+++ DATA RECORDS
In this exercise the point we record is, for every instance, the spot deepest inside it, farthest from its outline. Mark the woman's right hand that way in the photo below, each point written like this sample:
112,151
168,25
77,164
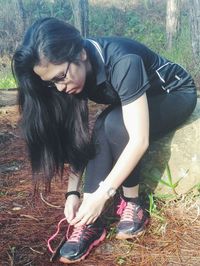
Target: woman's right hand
71,207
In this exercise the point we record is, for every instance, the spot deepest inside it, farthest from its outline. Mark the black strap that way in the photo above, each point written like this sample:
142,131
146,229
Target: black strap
67,194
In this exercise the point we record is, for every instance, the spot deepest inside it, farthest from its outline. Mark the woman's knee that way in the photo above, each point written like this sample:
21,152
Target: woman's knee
114,127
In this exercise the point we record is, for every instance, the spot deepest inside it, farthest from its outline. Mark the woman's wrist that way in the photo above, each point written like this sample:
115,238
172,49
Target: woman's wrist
73,192
107,191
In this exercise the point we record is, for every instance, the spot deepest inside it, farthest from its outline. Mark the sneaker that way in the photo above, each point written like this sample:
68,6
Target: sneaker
81,242
133,220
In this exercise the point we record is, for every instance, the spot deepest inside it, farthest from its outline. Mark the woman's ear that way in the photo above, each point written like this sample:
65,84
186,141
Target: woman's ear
83,55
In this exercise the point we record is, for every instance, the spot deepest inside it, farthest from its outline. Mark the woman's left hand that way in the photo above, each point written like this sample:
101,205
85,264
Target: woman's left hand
90,209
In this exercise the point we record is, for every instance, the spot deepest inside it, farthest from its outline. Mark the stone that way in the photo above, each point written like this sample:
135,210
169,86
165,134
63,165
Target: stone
172,163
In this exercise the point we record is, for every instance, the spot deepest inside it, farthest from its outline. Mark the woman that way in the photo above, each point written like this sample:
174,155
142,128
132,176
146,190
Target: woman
57,72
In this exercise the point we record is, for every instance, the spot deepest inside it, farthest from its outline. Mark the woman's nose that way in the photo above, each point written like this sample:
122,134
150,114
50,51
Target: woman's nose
60,87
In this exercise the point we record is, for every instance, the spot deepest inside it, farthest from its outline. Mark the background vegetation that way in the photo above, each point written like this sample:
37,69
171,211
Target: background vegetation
142,20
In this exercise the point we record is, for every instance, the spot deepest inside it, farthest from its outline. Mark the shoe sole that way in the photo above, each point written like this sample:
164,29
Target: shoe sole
95,243
124,236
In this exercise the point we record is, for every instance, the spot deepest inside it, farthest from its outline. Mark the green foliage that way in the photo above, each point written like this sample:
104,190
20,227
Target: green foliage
7,82
153,210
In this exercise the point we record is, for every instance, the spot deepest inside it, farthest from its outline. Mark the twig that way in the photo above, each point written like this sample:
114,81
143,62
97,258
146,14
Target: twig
29,216
47,203
11,259
36,251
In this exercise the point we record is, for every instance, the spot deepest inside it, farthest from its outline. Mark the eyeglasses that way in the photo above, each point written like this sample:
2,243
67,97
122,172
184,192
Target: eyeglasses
59,80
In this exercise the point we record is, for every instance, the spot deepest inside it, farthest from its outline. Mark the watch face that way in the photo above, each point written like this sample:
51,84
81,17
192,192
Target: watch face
111,192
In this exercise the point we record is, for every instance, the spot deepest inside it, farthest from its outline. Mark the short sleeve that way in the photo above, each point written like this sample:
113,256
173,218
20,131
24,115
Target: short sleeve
129,78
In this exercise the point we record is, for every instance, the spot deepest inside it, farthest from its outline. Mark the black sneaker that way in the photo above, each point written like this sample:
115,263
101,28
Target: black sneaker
81,242
133,220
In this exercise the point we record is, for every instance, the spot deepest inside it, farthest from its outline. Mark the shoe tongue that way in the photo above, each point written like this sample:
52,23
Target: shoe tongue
132,200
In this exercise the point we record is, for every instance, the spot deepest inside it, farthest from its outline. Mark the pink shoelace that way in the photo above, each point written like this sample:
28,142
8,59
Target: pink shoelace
73,237
125,210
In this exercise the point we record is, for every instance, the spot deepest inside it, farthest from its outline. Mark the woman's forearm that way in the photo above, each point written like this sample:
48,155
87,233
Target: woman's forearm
74,181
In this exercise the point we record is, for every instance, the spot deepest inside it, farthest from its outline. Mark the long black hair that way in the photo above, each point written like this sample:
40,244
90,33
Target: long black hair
55,125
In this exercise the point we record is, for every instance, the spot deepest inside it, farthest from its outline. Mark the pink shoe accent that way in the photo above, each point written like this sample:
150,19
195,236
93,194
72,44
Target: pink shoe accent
121,207
95,243
54,235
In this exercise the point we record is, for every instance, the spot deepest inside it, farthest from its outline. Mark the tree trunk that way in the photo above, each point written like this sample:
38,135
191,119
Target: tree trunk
172,21
194,8
80,11
22,14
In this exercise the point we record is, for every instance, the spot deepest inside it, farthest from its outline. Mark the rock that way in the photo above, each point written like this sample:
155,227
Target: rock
180,151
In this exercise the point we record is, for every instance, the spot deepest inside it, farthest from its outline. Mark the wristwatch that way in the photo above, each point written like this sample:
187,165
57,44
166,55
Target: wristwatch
109,191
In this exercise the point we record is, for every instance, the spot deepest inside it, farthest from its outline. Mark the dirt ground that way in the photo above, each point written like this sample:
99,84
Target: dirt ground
27,222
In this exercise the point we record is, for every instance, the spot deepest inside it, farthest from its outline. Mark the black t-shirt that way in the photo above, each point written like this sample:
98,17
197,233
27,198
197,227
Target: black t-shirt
124,69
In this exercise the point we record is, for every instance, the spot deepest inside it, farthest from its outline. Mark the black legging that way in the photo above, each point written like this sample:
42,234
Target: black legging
166,112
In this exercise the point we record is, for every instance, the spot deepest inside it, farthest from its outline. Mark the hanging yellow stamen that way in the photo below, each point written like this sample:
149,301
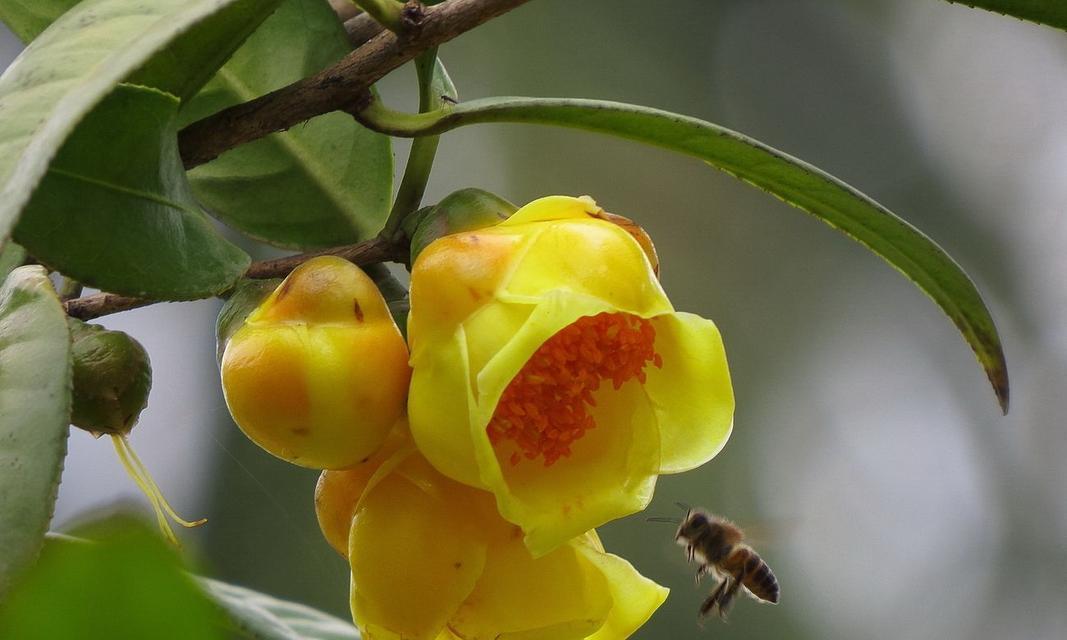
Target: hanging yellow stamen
146,483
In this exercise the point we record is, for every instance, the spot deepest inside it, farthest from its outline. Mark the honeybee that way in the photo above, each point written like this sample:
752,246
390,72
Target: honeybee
717,545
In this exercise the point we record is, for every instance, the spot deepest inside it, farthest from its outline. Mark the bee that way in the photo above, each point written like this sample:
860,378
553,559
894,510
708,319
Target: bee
717,545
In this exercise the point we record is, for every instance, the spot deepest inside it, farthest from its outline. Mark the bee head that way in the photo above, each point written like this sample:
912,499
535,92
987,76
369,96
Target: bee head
696,521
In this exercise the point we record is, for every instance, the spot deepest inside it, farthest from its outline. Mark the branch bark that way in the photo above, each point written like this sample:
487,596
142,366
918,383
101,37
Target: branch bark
370,252
345,86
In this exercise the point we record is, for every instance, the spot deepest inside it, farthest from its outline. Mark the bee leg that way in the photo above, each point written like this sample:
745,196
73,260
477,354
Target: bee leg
738,579
713,598
701,572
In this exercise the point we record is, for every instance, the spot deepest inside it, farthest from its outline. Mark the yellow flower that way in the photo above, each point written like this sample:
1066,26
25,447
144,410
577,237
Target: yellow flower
431,559
318,373
550,368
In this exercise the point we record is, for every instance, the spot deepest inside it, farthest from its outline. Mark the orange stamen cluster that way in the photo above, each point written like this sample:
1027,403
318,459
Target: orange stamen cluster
545,408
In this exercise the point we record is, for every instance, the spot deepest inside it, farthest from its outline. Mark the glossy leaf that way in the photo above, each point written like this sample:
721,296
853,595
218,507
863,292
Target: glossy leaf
127,584
324,182
793,180
34,413
114,210
258,617
1052,13
27,18
173,45
11,256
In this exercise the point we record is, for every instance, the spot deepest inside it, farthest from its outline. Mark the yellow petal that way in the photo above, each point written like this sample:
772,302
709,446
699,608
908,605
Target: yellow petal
553,207
439,409
691,394
634,597
414,557
338,492
559,596
587,256
452,277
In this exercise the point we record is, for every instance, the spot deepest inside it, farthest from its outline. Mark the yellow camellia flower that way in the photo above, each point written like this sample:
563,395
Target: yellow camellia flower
318,373
431,559
550,368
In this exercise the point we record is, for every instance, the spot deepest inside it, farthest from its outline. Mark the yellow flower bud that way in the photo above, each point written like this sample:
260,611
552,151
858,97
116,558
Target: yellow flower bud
550,368
318,373
431,559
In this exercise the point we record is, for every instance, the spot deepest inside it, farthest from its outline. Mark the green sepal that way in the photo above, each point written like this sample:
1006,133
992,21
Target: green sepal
247,296
463,210
112,377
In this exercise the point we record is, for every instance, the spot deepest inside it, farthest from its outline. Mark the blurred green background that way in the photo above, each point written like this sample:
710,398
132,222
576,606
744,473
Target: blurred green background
888,493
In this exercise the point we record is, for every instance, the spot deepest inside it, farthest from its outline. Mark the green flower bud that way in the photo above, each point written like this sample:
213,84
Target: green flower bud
112,377
463,210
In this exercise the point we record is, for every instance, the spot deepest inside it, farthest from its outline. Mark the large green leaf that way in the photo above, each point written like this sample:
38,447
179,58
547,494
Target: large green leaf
11,256
173,45
126,585
258,617
793,180
114,210
322,184
34,413
27,18
1052,13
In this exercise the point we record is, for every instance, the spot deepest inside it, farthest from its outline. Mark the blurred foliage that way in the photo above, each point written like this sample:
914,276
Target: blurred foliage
127,584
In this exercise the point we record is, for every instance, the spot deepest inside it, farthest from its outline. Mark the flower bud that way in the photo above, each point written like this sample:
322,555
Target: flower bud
463,210
318,373
111,379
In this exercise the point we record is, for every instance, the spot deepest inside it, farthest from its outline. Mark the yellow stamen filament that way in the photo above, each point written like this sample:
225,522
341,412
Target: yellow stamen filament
146,483
545,408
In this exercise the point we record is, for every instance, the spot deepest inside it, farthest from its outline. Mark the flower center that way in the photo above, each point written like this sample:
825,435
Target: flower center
545,408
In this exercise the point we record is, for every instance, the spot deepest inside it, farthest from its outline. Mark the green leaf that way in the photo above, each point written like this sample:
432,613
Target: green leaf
793,180
27,18
127,585
114,210
322,184
248,293
11,256
34,413
1052,13
259,617
173,45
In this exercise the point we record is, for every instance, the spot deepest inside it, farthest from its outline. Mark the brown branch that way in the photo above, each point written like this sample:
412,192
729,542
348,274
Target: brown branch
341,88
369,252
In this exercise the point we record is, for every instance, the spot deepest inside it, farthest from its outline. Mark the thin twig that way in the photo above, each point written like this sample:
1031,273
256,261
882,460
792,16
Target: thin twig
341,88
369,252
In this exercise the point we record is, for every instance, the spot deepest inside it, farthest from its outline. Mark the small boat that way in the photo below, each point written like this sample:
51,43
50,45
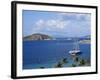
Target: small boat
75,50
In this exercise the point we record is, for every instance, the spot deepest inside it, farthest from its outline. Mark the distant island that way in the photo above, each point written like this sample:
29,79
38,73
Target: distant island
37,36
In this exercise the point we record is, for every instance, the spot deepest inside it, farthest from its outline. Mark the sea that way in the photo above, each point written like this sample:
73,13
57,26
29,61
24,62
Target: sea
47,53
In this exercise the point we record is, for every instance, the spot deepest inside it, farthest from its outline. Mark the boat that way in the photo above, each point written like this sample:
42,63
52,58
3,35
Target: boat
75,50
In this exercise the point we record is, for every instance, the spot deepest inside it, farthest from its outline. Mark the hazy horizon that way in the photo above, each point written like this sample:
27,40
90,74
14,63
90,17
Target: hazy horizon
56,24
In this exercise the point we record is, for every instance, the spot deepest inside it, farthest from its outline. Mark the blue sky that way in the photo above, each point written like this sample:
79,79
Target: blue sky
56,24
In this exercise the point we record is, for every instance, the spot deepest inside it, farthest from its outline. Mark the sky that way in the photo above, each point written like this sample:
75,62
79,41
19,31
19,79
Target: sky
56,24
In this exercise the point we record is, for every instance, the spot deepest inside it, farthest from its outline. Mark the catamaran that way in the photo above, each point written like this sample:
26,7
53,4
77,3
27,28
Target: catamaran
75,50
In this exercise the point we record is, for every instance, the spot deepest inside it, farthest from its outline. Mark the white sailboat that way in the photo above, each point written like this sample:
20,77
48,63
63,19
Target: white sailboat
75,49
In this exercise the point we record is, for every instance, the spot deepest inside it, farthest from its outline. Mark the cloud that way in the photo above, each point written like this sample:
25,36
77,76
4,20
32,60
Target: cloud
65,23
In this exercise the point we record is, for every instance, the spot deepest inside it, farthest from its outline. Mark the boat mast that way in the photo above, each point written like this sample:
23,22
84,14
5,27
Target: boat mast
76,44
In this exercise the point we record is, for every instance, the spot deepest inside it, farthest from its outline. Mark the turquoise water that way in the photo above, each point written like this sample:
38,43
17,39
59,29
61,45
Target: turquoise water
47,53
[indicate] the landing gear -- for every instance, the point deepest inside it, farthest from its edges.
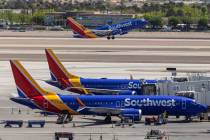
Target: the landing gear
(108, 119)
(110, 37)
(64, 118)
(188, 118)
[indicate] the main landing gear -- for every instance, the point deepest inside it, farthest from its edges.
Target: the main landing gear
(108, 119)
(64, 118)
(110, 37)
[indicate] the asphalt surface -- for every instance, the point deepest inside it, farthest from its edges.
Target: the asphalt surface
(146, 57)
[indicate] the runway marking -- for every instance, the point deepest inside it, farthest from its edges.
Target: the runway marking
(119, 53)
(117, 39)
(97, 46)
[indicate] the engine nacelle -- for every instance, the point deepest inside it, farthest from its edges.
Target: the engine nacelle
(122, 33)
(132, 114)
(127, 92)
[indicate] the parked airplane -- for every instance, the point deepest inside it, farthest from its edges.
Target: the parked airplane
(64, 80)
(108, 31)
(123, 106)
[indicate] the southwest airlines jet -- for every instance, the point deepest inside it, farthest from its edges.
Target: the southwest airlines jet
(64, 80)
(108, 31)
(123, 106)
++++++
EXERCISE REQUIREMENTS: Read through the entries and copy every line that includes "below".

RESULT FOR THIS TASK:
In this exercise the point we record is, for every instance, the spot deepest inside it, farthest from its outline. Mark the woman's right hand that way in the photo below, each point written like this sample:
In this exercise the point we record is, for every instance, the spot deepest inside it, farthest from its outline. Mark the hanging yellow stamen that way in the photo below, each point written like this sample:
In this exercise the point we record is, for every instance, the spot deepest inside it, farthest from its outline. Mark the small boat that way in the photo below, each point written like this sample:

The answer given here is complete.